### DATA IN THIS EXERCISE
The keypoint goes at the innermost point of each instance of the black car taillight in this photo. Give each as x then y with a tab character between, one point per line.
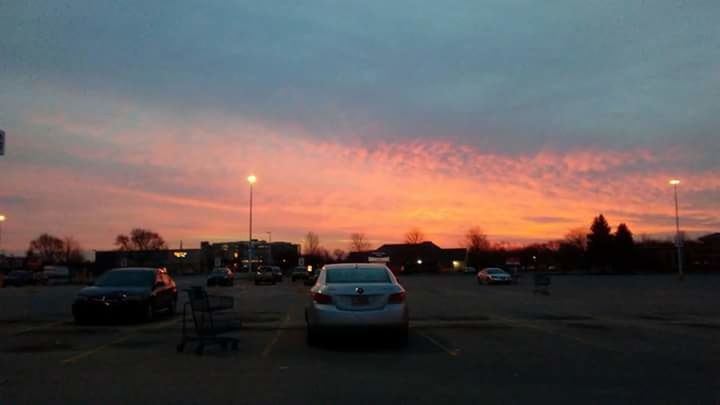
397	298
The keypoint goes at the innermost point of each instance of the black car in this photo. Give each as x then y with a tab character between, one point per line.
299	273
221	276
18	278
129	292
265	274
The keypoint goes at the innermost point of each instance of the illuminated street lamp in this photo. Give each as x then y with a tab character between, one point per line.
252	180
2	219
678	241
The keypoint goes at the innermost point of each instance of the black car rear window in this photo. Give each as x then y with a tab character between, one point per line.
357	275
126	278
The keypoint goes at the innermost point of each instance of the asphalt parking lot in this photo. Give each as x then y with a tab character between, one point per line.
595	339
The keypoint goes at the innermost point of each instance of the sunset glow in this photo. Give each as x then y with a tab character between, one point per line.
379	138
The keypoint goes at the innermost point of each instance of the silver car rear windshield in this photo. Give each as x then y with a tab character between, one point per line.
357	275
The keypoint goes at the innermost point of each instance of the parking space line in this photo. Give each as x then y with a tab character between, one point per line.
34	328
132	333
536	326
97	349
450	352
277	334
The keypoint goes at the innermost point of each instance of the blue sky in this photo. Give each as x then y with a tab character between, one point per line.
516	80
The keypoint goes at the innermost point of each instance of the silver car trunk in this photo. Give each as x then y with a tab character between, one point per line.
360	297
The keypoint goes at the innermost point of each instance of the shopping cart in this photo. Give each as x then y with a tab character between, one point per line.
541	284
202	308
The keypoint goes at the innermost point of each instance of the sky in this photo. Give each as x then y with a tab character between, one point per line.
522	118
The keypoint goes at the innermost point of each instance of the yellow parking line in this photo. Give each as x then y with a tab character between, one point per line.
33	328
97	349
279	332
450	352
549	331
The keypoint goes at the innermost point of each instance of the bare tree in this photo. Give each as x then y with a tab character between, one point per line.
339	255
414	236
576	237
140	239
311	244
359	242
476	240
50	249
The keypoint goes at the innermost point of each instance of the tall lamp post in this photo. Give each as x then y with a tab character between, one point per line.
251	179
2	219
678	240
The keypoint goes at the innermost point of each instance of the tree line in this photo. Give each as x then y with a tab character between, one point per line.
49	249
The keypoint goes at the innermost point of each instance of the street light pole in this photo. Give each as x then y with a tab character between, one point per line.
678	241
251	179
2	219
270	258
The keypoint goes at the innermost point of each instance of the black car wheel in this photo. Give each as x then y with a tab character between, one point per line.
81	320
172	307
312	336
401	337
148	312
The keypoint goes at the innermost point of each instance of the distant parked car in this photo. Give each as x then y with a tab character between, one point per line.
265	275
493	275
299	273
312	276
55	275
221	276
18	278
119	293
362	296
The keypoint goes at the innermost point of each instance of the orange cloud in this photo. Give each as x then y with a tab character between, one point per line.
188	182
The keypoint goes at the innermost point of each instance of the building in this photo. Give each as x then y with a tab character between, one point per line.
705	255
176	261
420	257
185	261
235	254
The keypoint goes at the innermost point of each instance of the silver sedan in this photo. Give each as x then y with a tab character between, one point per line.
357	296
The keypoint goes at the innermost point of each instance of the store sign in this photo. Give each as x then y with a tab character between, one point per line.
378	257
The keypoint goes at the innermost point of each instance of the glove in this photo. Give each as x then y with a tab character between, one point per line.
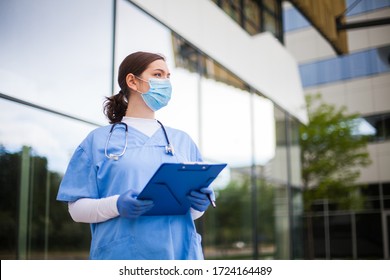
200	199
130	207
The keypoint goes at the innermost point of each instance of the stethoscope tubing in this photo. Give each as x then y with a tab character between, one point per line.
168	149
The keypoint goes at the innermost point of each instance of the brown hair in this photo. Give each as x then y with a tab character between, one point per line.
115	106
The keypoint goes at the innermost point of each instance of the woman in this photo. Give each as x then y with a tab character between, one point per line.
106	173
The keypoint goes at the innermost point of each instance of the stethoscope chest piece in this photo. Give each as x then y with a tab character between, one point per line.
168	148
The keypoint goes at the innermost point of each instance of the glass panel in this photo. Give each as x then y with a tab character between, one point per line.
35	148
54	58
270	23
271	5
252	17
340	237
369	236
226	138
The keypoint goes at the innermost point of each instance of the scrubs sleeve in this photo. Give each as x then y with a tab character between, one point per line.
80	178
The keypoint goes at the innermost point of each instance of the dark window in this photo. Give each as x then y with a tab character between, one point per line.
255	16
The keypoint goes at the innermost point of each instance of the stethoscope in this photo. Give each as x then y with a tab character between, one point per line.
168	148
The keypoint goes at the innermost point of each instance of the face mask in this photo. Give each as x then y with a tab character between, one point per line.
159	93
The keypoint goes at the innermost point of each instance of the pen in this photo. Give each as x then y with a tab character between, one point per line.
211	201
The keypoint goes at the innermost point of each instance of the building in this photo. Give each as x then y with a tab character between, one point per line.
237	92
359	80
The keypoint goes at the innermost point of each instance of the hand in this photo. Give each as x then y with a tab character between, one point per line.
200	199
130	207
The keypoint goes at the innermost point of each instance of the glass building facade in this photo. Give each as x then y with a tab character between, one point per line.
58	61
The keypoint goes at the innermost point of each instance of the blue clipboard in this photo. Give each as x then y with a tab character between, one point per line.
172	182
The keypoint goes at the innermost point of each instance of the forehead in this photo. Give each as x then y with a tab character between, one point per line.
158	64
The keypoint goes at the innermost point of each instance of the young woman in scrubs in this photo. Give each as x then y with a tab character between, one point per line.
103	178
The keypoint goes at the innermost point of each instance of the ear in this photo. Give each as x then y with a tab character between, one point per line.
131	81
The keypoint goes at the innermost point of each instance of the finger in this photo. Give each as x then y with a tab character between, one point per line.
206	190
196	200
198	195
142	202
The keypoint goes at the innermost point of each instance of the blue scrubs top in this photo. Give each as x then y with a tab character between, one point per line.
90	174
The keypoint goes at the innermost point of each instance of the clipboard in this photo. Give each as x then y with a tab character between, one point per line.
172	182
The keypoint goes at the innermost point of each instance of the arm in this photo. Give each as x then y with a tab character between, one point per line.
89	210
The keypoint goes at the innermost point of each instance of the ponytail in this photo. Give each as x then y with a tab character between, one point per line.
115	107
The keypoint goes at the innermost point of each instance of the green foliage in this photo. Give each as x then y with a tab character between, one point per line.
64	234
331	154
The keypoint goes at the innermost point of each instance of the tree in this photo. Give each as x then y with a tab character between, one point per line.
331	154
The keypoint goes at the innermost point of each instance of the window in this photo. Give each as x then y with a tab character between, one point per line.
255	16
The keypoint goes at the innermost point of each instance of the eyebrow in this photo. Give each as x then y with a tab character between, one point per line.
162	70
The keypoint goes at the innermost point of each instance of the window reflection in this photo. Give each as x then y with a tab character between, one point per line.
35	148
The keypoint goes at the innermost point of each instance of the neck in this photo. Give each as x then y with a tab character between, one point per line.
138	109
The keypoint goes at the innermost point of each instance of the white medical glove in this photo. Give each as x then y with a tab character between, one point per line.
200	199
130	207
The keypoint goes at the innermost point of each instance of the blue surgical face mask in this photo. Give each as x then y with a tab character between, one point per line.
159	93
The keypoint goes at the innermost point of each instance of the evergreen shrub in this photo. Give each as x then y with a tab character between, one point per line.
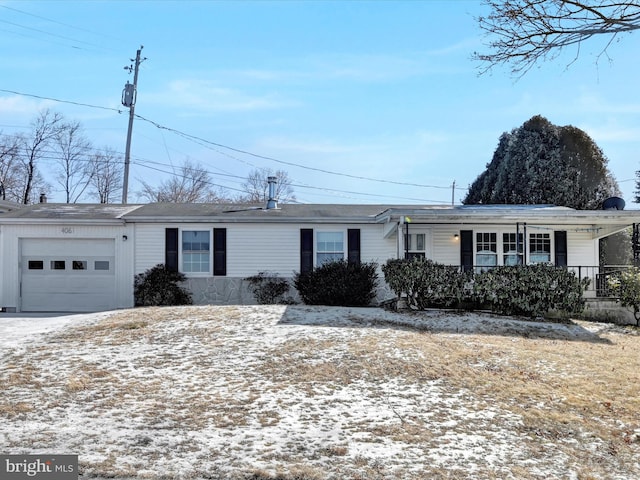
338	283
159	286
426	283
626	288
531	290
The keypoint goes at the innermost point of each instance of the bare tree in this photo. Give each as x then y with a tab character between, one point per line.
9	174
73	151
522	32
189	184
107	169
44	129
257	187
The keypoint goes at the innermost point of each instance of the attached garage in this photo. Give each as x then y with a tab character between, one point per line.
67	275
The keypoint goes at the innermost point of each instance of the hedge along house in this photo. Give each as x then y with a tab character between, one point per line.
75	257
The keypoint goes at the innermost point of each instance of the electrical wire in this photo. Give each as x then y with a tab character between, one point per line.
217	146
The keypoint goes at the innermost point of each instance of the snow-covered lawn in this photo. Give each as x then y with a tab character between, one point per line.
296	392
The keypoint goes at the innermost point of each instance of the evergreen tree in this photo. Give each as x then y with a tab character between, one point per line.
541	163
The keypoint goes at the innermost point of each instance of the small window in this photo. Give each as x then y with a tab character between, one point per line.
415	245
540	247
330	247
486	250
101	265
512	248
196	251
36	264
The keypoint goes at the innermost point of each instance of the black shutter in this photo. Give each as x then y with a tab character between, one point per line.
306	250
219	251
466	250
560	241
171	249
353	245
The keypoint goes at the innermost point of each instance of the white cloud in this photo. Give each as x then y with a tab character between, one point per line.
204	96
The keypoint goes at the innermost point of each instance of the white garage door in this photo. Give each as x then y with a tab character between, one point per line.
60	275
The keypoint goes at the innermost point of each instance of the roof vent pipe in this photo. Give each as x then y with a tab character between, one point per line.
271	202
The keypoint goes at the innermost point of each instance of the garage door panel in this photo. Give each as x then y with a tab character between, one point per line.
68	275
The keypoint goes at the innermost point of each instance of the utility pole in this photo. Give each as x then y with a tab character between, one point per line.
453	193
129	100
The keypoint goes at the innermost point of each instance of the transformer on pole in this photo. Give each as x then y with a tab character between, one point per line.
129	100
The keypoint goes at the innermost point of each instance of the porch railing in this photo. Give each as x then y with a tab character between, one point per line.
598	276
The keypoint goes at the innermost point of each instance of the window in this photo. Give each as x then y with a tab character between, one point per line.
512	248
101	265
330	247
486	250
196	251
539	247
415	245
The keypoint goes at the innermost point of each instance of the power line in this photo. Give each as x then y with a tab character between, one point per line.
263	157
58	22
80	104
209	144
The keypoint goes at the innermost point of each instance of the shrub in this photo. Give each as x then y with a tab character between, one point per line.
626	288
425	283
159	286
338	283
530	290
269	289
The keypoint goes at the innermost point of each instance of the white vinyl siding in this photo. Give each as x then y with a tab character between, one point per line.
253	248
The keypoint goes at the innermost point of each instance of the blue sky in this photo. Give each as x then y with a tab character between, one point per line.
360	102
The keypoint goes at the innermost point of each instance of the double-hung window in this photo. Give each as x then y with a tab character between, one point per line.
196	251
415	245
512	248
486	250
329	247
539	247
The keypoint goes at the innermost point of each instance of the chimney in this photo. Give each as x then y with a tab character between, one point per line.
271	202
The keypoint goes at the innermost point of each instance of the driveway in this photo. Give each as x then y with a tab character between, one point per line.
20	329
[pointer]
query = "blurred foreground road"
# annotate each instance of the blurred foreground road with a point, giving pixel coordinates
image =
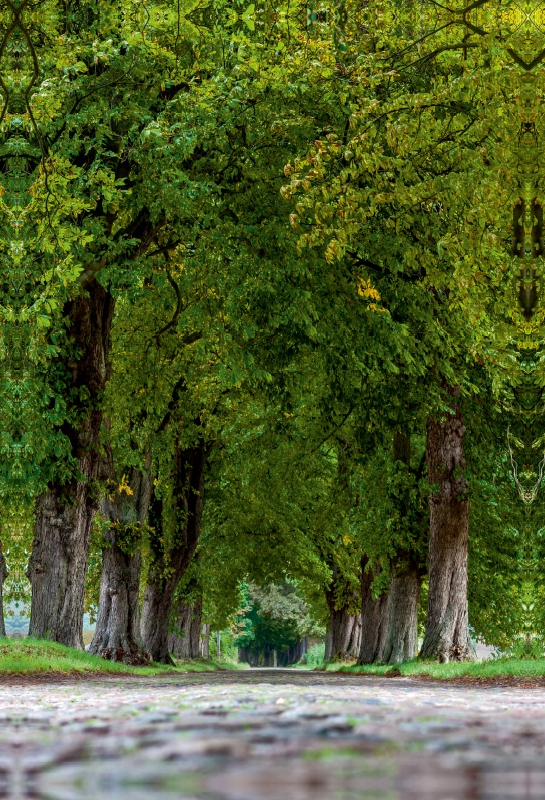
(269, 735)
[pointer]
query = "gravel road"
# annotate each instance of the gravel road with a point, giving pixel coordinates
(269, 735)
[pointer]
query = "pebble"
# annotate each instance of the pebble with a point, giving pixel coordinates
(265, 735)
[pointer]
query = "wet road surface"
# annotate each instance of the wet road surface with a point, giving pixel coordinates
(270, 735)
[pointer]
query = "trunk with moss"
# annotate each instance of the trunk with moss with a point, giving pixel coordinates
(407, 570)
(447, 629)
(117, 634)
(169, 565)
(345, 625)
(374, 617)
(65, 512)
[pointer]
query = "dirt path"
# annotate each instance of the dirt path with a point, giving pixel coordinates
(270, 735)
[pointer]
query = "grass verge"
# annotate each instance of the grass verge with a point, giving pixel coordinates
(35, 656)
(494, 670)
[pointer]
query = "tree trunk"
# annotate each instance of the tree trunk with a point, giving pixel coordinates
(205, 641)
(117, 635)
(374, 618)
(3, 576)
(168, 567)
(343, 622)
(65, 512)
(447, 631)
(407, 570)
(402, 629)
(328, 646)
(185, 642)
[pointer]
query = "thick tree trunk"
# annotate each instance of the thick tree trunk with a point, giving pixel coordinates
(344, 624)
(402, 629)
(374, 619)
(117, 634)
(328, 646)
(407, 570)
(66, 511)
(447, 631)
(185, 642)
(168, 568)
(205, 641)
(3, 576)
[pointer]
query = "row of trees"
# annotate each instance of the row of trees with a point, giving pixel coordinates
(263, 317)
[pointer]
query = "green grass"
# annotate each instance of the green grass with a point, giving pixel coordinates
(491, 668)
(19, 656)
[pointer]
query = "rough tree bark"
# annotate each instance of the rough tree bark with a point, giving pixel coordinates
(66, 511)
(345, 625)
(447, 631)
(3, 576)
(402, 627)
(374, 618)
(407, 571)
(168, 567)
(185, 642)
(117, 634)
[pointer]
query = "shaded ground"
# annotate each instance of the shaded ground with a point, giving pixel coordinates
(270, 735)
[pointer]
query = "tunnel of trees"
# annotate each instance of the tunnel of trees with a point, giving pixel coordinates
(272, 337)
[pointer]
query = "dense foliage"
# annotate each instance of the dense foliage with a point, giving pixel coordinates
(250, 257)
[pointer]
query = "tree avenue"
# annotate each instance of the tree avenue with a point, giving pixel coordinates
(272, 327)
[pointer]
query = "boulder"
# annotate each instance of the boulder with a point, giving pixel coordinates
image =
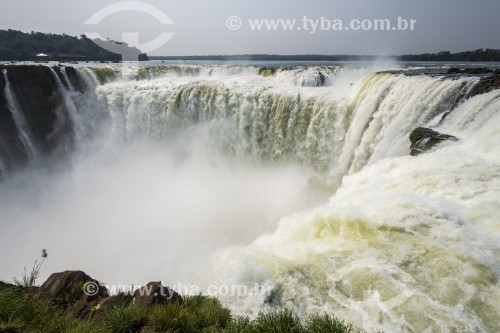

### EXERCISE AIM
With the string "boulder" as the key, filter the data above and show the lines that match.

### OUTPUT BELOW
query = "boulder"
# annotate each instance of the boulder with a point, giving pixel coordinates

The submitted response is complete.